## Short problem
Swap every "pointer" in the lines below for "annotator", keeping everything else as it is. Write out all the lines with that change, but omit the pictures.

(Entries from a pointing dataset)
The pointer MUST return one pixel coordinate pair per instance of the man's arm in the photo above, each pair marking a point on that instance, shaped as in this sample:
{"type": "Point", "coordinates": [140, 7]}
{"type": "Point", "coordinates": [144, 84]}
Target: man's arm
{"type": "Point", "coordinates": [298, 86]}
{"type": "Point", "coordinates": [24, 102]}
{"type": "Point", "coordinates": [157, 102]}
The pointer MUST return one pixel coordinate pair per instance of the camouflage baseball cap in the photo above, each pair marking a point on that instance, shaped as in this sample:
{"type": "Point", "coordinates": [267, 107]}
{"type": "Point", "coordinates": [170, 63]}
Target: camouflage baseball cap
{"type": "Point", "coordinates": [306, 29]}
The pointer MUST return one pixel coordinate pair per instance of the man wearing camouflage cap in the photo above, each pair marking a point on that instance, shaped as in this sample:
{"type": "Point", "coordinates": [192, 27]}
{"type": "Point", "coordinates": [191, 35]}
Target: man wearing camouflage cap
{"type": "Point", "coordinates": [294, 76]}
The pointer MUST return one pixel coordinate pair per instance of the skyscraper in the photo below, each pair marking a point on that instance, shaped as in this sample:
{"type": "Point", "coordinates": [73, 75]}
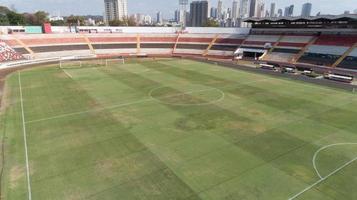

## Answer to the exercise
The annotator MUST return one pixel coordinate pair per instance of the man's arm in the photo above, each pair marking a point on that instance, shaped as in this sample:
{"type": "Point", "coordinates": [140, 7]}
{"type": "Point", "coordinates": [144, 84]}
Target: man's arm
{"type": "Point", "coordinates": [298, 86]}
{"type": "Point", "coordinates": [24, 102]}
{"type": "Point", "coordinates": [157, 102]}
The annotator MUST return one pixel coordinate pair per instance of the camouflage baseball cap in the photo above, each pair marking a point on that instance, shaped as in this sample:
{"type": "Point", "coordinates": [267, 107]}
{"type": "Point", "coordinates": [170, 63]}
Target: camouflage baseball cap
{"type": "Point", "coordinates": [306, 29]}
The annotator MUST return one pixel coordinate pair per instance of the man wearing camouflage cap in the photo above, each pair marking a point on that instance, shaped as in this sample:
{"type": "Point", "coordinates": [192, 27]}
{"type": "Point", "coordinates": [191, 35]}
Target: man wearing camouflage cap
{"type": "Point", "coordinates": [294, 76]}
The annotator MUST return one pixel coordinate pair per instance of the skyscraper in the photo below, each pair marking a point on that instance, shaped as in this sample:
{"type": "Point", "coordinates": [73, 75]}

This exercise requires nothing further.